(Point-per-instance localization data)
((

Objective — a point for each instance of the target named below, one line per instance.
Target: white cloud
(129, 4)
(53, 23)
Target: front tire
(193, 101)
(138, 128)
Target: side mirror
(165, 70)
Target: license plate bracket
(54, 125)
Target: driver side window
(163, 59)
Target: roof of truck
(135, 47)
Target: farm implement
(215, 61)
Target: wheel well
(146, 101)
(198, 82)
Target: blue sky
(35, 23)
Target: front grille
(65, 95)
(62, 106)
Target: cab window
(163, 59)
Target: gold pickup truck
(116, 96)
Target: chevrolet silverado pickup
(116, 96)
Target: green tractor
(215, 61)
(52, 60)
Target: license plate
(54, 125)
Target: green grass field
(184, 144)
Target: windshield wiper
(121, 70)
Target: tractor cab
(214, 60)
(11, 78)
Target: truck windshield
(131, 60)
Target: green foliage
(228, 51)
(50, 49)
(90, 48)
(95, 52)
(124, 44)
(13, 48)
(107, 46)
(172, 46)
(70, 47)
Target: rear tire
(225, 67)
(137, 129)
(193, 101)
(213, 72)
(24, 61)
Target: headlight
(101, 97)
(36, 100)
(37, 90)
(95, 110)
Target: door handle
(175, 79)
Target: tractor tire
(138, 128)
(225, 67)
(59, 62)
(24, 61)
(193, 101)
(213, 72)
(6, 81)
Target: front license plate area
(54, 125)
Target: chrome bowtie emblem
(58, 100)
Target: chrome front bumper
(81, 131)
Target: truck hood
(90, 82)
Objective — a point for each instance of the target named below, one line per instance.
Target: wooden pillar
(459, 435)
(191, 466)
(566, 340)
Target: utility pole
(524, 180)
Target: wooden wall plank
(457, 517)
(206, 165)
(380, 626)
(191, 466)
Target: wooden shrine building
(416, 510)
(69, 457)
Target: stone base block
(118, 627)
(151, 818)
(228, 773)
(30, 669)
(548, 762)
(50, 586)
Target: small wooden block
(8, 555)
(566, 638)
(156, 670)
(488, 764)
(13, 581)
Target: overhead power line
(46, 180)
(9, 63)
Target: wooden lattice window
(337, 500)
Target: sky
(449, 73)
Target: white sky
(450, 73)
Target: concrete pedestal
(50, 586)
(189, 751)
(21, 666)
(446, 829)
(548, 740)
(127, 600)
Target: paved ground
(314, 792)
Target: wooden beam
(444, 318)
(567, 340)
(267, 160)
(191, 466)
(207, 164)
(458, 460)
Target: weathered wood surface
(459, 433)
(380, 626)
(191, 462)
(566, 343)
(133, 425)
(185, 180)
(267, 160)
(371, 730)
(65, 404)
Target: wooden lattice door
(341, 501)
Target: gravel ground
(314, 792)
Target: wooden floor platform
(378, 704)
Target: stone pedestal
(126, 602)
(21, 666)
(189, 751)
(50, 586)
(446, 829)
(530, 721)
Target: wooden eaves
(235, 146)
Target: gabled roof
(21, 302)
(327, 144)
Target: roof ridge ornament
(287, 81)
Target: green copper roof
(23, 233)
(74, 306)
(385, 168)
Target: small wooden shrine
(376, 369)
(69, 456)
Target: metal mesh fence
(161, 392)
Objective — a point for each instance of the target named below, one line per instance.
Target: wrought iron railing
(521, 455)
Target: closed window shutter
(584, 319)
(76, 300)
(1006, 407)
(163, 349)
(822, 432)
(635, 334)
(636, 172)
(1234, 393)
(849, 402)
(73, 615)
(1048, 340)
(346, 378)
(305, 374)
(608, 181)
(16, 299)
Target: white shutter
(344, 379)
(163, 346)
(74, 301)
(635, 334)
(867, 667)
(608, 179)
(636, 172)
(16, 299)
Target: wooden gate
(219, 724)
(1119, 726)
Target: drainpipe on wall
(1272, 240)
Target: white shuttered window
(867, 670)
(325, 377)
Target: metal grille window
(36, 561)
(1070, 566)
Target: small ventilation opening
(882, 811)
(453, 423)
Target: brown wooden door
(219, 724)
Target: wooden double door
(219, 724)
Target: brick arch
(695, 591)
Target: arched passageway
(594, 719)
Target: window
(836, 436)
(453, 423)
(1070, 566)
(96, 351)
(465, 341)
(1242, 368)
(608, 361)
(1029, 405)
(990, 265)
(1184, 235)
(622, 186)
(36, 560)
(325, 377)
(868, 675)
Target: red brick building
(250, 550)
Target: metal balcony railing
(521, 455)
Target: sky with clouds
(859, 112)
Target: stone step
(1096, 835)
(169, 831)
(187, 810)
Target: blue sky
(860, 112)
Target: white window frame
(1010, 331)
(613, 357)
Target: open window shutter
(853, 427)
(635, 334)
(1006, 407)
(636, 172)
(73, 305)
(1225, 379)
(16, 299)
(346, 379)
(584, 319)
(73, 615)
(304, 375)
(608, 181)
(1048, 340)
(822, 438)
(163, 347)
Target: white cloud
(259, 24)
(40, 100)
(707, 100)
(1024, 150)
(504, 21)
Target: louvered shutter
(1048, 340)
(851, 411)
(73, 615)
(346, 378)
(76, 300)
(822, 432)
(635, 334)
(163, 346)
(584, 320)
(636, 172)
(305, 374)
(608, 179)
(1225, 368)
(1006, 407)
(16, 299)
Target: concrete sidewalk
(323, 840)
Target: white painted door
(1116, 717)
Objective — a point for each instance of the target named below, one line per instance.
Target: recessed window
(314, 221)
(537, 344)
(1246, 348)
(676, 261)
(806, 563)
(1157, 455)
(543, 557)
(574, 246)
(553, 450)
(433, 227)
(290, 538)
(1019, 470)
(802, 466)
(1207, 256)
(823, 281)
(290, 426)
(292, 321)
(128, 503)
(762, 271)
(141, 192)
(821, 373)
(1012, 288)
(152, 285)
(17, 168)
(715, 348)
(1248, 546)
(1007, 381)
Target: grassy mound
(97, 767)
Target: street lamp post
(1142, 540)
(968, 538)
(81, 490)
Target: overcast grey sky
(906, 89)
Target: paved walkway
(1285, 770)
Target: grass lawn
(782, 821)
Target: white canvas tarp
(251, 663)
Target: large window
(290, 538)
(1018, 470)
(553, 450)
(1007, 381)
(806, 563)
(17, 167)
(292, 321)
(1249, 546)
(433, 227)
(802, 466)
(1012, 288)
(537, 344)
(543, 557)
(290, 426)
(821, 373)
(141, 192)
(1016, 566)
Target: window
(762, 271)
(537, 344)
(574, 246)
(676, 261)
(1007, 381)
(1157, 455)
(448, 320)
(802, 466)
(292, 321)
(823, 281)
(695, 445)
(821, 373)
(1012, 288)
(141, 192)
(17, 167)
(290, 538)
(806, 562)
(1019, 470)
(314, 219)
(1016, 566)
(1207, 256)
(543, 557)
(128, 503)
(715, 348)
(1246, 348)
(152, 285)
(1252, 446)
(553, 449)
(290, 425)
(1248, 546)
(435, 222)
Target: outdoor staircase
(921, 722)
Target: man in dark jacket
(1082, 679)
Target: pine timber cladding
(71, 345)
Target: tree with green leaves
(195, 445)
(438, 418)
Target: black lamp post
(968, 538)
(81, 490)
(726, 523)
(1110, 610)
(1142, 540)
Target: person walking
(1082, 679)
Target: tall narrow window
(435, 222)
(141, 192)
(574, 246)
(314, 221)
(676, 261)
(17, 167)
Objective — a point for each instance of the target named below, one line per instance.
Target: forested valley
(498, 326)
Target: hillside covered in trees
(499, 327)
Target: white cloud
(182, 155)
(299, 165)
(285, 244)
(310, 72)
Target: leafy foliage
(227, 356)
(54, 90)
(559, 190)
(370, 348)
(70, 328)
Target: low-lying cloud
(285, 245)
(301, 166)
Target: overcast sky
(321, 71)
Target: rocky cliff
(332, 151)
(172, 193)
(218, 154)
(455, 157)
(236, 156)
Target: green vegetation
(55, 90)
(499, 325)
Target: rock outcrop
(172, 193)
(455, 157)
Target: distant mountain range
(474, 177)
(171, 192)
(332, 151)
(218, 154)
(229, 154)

))

» Prompt
All lines from the line containing "Target: leafy foliage" through the last line of the data are to be repeated exactly; no other line belongs in the answer.

» Your response
Target: leafy foliage
(227, 356)
(54, 90)
(559, 190)
(370, 348)
(70, 328)
Target: low-lying cloud
(285, 245)
(301, 166)
Target: overcast sky
(321, 71)
Target: rocky cliff
(332, 151)
(172, 193)
(218, 154)
(455, 157)
(236, 156)
Target: green vegetation
(55, 90)
(499, 325)
Target: rock outcrop
(172, 193)
(455, 157)
Target: distant mountain range
(474, 177)
(171, 192)
(332, 151)
(218, 154)
(229, 154)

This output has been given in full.